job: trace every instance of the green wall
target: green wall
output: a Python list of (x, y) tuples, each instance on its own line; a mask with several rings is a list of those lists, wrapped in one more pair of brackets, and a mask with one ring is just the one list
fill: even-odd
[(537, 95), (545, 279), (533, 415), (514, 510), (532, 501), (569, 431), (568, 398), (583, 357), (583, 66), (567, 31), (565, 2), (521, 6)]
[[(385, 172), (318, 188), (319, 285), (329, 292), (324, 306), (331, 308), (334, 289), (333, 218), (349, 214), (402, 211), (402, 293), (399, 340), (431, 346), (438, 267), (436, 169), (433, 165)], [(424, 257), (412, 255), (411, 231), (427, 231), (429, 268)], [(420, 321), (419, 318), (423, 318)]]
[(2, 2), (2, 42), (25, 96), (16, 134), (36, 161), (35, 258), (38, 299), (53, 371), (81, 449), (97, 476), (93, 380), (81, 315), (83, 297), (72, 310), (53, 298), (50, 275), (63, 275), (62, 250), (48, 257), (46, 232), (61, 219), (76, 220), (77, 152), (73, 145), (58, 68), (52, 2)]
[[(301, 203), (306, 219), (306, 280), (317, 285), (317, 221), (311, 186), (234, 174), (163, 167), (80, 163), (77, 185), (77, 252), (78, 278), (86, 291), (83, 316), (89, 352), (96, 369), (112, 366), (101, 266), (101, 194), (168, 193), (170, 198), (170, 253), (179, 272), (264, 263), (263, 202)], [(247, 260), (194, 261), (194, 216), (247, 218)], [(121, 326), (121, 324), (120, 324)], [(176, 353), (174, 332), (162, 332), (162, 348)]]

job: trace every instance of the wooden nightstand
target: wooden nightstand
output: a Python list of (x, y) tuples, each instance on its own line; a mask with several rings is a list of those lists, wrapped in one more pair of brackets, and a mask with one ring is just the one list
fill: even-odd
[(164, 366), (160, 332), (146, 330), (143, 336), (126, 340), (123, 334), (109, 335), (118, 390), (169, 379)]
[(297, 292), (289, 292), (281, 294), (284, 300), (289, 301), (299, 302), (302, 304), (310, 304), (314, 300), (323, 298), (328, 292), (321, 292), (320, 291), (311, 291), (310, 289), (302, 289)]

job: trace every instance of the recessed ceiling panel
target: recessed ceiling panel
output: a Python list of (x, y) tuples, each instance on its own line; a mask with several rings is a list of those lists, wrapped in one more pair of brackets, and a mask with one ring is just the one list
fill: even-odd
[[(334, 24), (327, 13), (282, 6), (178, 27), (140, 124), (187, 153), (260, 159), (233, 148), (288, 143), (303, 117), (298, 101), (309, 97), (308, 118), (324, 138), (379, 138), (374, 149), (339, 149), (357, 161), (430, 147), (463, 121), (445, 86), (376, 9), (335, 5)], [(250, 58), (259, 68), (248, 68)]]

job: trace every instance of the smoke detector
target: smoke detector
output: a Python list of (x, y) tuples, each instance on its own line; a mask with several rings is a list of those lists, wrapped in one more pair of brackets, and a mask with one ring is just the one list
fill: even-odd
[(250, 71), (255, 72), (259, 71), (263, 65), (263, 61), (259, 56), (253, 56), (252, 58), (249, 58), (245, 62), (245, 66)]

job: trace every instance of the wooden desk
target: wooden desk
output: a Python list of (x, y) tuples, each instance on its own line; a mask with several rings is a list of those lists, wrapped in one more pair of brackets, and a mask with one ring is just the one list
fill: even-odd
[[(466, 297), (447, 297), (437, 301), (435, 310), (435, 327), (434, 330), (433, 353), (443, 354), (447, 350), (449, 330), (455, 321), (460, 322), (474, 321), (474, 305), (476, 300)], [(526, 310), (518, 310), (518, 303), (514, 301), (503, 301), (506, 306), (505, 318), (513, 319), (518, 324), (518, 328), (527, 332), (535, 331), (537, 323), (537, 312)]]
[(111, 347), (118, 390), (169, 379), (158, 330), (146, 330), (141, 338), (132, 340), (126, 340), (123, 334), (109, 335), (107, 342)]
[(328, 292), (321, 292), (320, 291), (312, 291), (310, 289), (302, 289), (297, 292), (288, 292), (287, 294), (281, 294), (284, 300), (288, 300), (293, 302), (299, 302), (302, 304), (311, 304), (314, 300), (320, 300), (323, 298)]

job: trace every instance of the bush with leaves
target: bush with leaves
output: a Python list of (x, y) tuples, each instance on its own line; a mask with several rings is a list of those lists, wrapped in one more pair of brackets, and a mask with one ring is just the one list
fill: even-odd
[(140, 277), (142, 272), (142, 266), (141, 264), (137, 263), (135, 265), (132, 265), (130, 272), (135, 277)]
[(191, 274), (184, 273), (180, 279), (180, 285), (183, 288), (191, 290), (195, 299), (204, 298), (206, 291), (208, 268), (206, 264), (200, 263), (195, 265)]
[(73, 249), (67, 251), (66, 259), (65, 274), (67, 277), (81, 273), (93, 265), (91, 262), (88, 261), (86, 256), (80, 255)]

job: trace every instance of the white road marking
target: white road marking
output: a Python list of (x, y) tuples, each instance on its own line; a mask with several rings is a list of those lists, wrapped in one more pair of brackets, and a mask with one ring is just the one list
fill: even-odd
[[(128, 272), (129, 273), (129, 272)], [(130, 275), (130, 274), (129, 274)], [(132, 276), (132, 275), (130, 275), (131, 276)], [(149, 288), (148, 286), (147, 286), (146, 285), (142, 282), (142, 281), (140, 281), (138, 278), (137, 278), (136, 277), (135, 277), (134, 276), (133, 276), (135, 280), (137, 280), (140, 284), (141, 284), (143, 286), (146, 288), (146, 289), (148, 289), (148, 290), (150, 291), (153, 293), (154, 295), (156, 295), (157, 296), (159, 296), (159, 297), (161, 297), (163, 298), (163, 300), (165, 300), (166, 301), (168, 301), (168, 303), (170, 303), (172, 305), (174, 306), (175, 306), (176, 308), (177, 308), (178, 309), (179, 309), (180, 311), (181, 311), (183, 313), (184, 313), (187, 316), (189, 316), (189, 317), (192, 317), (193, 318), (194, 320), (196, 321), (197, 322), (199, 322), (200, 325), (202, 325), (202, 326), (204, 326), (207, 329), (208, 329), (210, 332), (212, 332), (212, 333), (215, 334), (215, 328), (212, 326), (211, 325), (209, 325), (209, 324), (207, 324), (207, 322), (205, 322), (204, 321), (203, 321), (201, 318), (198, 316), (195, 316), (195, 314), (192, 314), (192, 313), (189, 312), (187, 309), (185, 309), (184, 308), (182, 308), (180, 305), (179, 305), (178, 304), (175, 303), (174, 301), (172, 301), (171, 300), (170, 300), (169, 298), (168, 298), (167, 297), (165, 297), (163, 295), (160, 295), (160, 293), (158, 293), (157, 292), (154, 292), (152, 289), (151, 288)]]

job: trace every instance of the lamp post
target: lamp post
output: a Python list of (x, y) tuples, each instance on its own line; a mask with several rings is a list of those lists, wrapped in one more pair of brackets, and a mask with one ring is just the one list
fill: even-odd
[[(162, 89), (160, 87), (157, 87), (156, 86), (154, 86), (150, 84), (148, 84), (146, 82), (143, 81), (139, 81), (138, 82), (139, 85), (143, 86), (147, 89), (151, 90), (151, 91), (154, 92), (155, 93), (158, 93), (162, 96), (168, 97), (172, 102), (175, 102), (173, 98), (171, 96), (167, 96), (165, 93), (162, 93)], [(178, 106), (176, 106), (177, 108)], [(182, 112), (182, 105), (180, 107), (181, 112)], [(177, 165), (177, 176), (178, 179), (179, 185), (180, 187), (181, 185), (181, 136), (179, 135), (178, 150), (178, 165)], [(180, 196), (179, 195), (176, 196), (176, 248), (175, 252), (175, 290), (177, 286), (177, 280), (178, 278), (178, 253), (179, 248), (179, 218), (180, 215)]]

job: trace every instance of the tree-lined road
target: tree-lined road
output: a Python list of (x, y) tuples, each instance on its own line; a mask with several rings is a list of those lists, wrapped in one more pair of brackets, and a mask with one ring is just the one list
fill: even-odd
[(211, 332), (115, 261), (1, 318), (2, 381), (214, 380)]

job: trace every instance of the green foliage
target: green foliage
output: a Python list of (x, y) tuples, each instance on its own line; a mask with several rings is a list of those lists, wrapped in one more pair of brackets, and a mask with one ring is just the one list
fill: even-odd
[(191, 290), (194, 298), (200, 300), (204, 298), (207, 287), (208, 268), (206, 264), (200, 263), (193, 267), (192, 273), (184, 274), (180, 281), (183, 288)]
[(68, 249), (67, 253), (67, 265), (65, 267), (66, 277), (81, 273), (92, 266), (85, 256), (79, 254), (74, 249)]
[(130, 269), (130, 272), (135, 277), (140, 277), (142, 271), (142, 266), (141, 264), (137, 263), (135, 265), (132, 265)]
◇ ◇ ◇ ◇ ◇
# Goal of the exercise:
Give the lines from the one containing "job: trace every instance of the tree-lined" through the end of the entries again, exactly as written and with no other lines.

# The answer:
job: trace every instance of the tree-lined road
target: tree-lined road
output: a Python list of (x, y) tuples, each instance on its own line; a mask with several rings is a list of those lists, wrapped in one more pair of brackets, and a mask with one ring is just the one list
fill: even-odd
[(211, 332), (115, 261), (1, 318), (2, 381), (214, 380)]

job: trace every instance of the green foliage
target: green foliage
output: a Python list of (x, y) tuples, each instance on its own line; a mask with several rings is a list of those lists, wrapped in one more pair of brackets, and a mask with one ring is just the one list
fill: even-odd
[(191, 290), (194, 298), (200, 300), (204, 298), (207, 287), (208, 268), (206, 264), (200, 263), (193, 267), (192, 273), (184, 274), (180, 281), (183, 288)]
[(68, 249), (67, 253), (67, 265), (65, 267), (66, 277), (81, 273), (92, 266), (85, 256), (79, 254), (74, 249)]
[(130, 269), (130, 272), (135, 277), (140, 277), (142, 271), (142, 266), (141, 264), (137, 263), (135, 265), (132, 265)]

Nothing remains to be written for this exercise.